### [TASK SET]
1: From the column on green jobs, return the stretch from "Ed Miliband can’t" through "to Chinese millionaires.", copied word for word.
2: According to the column on green jobs, how much did Spain spend since 2000 to create each green job?

Negative jobs, negative energy

Ed Miliband can’t even sort out his accent, so what hope does he have against ‘climate change’? (Photo: PA)
My all-time favourite story from the spot-on news satire website The Daily Mash was the one sending up Alistair Darling’s pitiful attempts to rescue the British economy. Among his brilliant schemes was a plan to breed unicorns and sell them to Chinese millionaires.
“The chancellor would invest public money in up to a dozen unicorn farms across the country churning out thousands of magical horses which would then be vacuum packed and shipped to the Far East.”
“Mr Darling believes that at £250,000 a unicorn the government could have paid back its £120bn of borrowing by the time Star Trek becomes reality.”
So it was with a tremendous sense of deja vu that I heard Energy and Climate Change Secretary Ed Miliband talking on this morning’s Today programme about his radical and costly new measures to tackle “global warming”.
There are, of course, many things to loathe about Ed Miliband: his wonky, slightly sinister face like a giant egg with a hedgehog on top; the way he says “sure” all the time; his Estuarial inability to pronounce his final consonants; the fact that there’s not just him but his ruddy brother too; the annoying missing “l” in his surname; but definitely the worst is the drivel this grinning eco loon is allowed to spout, largely unchallenged, on “climate change.”
This morning he claimed that by 2015 the miseries of his strict new energy policy will be partly offset by the creation of 400,000 “green jobs”. Oh really? These would presumably be green jobs not unlike the ones in President Obama’s much-cited windpowered economic miracle Spain, would they? The ones that actually destroy 2.2 other jobs for every green job that is created?
Yes, this was the truly depressing conclusion of a study published earlier this year by Dr Gabriel Calzada, a Spanish economics professor at Madrid’s Juan Carlos University.
“The study calculated that, since 2000, Spain spent $774,000 to create each “green job”, including subsidies of more than $1.3 million per wind industry job. It found that creating those jobs resulted in the destruction of nearly 113,000 jobs elsewhere in the economy, or 2.2 jobs destroyed for every “green job” created. Principally, jobs were lost in the fields of metallurgy, non-metallic mining and food processing, beverage and tobacco.”
Needless to say his BBC interviewer – the normally sound, but clearly not in this case Ed Stourton – did not call Miliband on this empty claim. Nor did Stourton raise any objection when Miliband produced the still-more-outrageous whopper that the English landscape is in greater danger from climate change than it is from windfarms. (Do read the great Christopher Booker on this subject today)

### [PROVIDED MATERIAL]
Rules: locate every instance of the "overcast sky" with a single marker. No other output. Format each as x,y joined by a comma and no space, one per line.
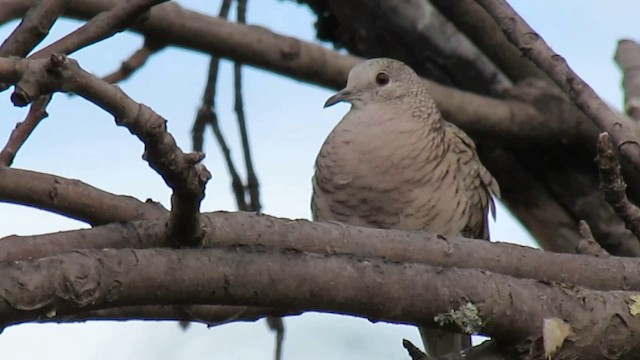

### [SOLUTIONS BELOW]
1:
Ed Miliband can’t even sort out his accent, so what hope does he have against ‘climate change’? (Photo: PA)
My all-time favourite story from the spot-on news satire website The Daily Mash was the one sending up Alistair Darling’s pitiful attempts to rescue the British economy. Among his brilliant schemes was a plan to breed unicorns and sell them to Chinese millionaires.

2: $774,000